_DEINE AUFGABEN_:
1) Beantworte kurz diese Fragen zum Text über das Projekt „Stadtraum für uns“:
(a) Aus welcher Not ist das Projekt entstanden?
(b) Womit lassen sich die Kunstwerke einlesen, die allein über Augmented Reality in der Stadt verteilt sind?
(c) Wer erweitert den Stadtraum mit digitalen Mitteln?
2) Schreib den Text über das Projekt „Stadtraum für uns“ nach seinem letzten Satz weiter.

_SEITENAUSZUG_:
□ □ □ □ □ □ □
Zum Beispiel: Stadtraum für uns
Das Projekt der Jugendkunstschule Siegen-Wittgenstein ist in der Not der Corona-Restriktionen entstanden und hat zu neuen spielerischen Umsetzungen, zur Gestaltung des Stadtraums durch Jugendliche geführt. Der Stadtraum wird bespielt – digital, tatsächlich, aber immer mit vielen künstlerischen Formen oder durch die Entwicklung von Kunstwerken, die allein über Augmented Reality in der Stadt verteilt sind und über QR-Codes eingelesen werden können. Der Stadtraum wird vielfältig gestaltet und mit digitalen Mitteln durch Jugendliche digital erweitert, definiert, umgewidmet. Das Spielerische im Realen, die subversive Veränderung von Stadt als Spiel zwischen Wirklichkeiten – dies zeichnet das wandelbare Projekt aus.
□ □ □ □ □ □ □
_VORGEGEBENE DATEN_:
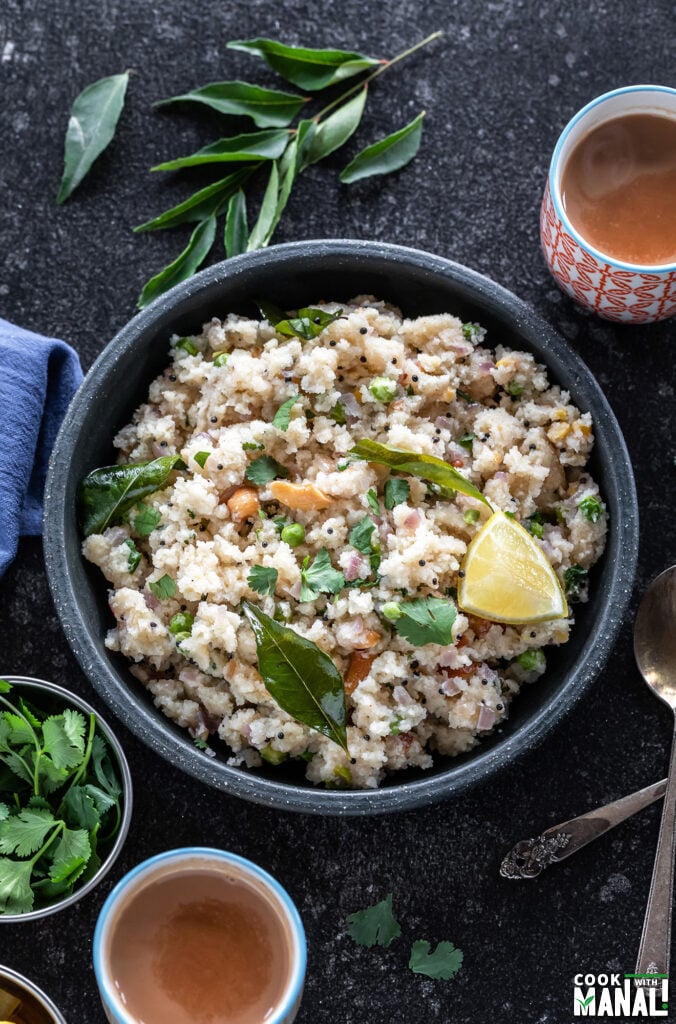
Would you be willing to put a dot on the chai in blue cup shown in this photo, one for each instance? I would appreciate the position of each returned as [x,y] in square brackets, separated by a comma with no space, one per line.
[200,936]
□ □ □ □ □ □ □
_LÖSUNGEN_:
1)
(a) Aus der Not der Corona-Restriktionen.
(b) Mit QR-Codes.
(c) Jugendliche.

2)
Kulturtechnik zur Gestaltung von Gesellschaft
Kulturelle Bildung generiert keine Reichweiten, sondern Be- und Umdeutungen von persönlichen, sozialen, kulturellen Wirklichkeiten: Dies ist ein unkommerzieller Raum. Als dieser hat er eine enorme Kraft und Bedeutung, gerade im Postdigitalen. Die Beteiligten sind nicht in ihren – ökonomischen – Funktionen, sondern in ihrer Person anwesend. Sie erhalten keine abstrakten Belohnungen im Wettbewerbsmodus, keine genormten Optimierungsvorschläge und müssen sich nicht mit absurden Vorbildern vergleichen.
Kulturelle Bildung hat eine Dimension als Schutz- und Freiheitsraum. Schutz vor Festlegungen und Unterforderungen sowie Freiheit, andere als die existierende Wirklichkeit zu denken und sichtbar zu machen. Das sinnliche Gestalten hat im Digitalen neue Ästhetiken und Räume hinzugewonnen: Hier geht es nicht um das Online-Äquivalent einer Kulturveranstaltung – etwa in Form von Streaming oder dem digitalen Durchwandern realer Galerieräume. Hier geht es um eigens und medial kreierte Erfahrungs- und Gestaltungsräume, die sinnliches Erleben mit Ideen und Geschichten verbinden.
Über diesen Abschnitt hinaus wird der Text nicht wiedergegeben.